• **Set problem**
Collect every line in the rows below that contains the word "dark".

• **Dataset rows showing where objects appear**

┌────────

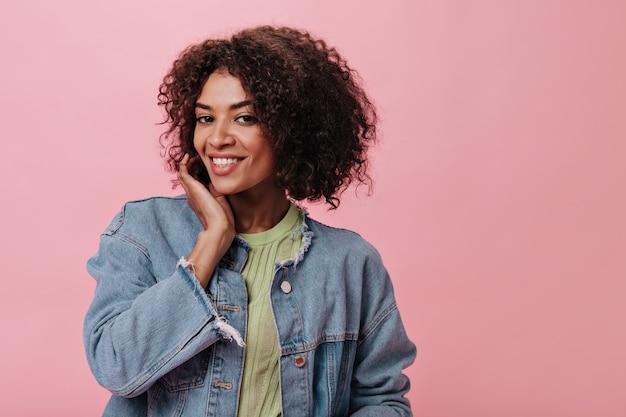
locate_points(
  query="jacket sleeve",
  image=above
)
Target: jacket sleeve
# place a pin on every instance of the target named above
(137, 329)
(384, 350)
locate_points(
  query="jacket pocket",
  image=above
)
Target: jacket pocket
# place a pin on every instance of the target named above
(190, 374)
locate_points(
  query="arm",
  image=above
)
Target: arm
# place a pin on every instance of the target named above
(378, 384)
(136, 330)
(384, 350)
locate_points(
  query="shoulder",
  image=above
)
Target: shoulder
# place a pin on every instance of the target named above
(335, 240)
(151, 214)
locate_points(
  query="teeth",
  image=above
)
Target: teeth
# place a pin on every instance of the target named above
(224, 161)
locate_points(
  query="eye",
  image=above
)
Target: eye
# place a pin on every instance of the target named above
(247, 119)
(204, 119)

└────────
┌────────

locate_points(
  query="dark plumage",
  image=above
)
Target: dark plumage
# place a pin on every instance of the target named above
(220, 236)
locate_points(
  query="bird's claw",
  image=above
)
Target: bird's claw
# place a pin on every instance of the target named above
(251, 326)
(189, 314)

└────────

• **Written response**
  query="dark plumage",
Target: dark plumage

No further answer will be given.